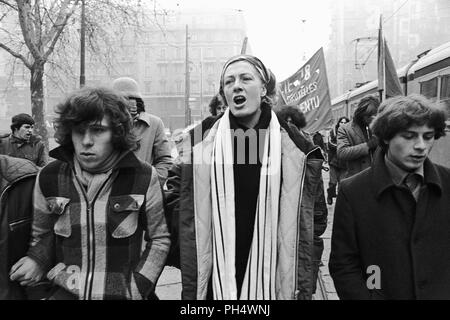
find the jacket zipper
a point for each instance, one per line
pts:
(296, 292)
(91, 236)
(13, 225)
--
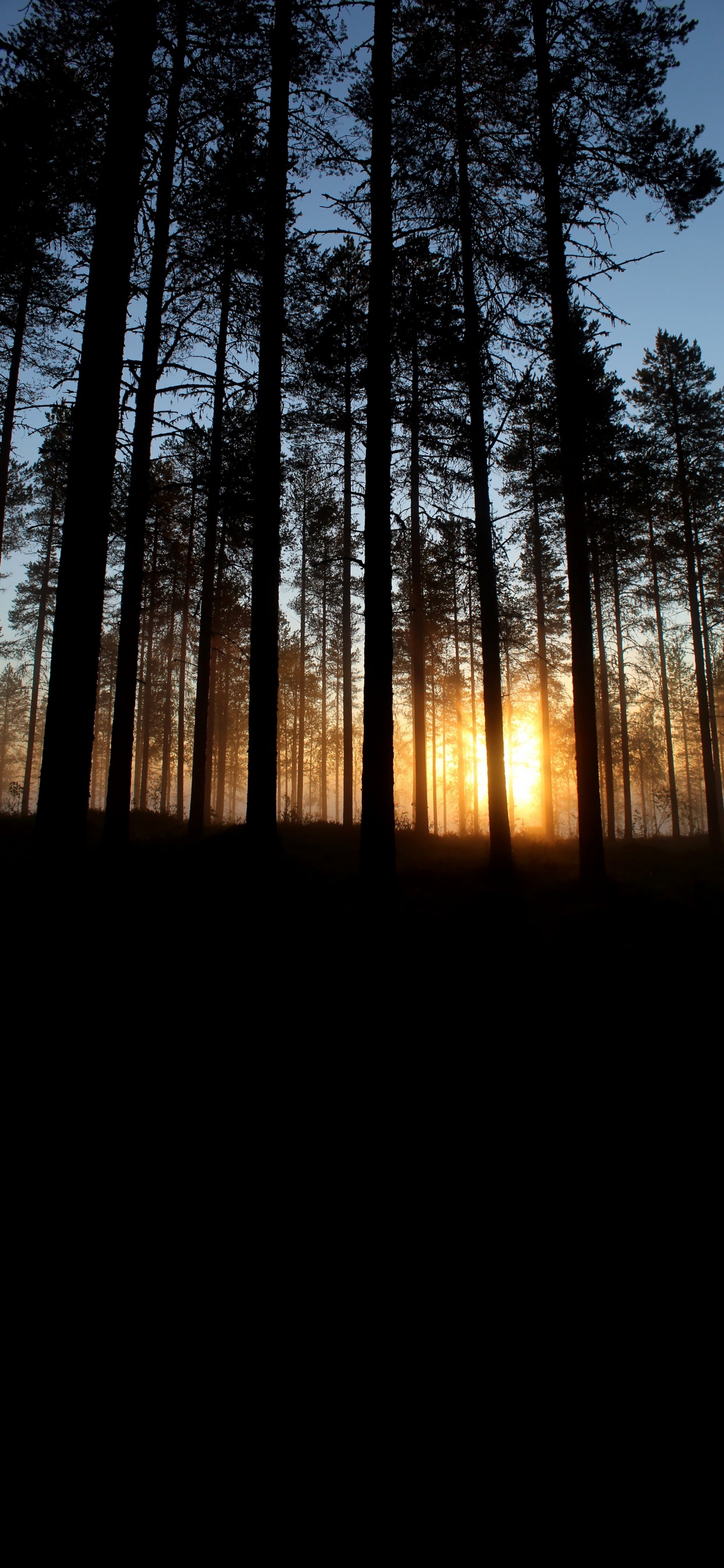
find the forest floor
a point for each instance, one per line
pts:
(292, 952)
* * *
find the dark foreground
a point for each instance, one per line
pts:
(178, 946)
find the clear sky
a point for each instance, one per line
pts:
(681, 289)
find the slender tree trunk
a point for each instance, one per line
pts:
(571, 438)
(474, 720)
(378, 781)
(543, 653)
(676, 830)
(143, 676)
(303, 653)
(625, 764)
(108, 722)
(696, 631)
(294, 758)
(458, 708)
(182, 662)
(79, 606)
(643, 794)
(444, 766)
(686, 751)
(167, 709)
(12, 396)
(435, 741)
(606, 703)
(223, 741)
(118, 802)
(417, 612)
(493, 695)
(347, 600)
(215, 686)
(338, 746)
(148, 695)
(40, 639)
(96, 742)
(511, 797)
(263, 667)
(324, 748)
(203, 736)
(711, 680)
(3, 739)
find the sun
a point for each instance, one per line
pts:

### Task instructions:
From the listing above, copy every line where the string "find" is found.

### Solution to this problem:
find the jacket zipper
find the forest floor
find the dark foreground
find the clear sky
find the slender tree trunk
find the sun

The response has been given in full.